Please return, word for word, the line containing "Could you please point out the guardrail" and each line after it through the end of the data below, and nothing else.
▬▬▬
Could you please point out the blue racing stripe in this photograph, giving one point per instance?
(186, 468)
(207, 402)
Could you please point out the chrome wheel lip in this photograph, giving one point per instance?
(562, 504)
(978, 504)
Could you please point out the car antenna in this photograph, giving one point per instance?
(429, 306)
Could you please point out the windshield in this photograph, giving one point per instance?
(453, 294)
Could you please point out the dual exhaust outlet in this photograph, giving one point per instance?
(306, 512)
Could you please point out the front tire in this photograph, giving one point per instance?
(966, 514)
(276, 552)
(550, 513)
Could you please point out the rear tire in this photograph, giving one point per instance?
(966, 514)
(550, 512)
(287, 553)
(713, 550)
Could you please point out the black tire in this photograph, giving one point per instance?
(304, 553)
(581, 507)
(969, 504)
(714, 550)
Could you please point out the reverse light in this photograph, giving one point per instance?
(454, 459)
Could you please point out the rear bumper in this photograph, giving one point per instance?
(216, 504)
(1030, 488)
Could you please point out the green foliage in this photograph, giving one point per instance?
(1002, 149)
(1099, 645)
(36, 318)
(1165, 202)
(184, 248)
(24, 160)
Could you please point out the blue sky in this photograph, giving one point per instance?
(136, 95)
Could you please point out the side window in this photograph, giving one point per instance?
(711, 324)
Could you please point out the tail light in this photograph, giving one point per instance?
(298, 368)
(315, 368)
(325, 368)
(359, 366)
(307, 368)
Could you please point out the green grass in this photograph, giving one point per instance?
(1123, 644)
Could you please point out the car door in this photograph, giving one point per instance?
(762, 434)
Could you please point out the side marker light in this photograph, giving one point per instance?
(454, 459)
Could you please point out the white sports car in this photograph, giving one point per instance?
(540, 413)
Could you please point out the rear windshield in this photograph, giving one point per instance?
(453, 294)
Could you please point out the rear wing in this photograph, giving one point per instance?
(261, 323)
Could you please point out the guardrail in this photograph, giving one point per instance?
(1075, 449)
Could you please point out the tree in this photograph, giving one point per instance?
▬▬▬
> **RESULT**
Could you please point out the guardrail in this photograph, giving one point per instance?
(1075, 449)
Could you please point out the tree in this photograph, giving one point per instance?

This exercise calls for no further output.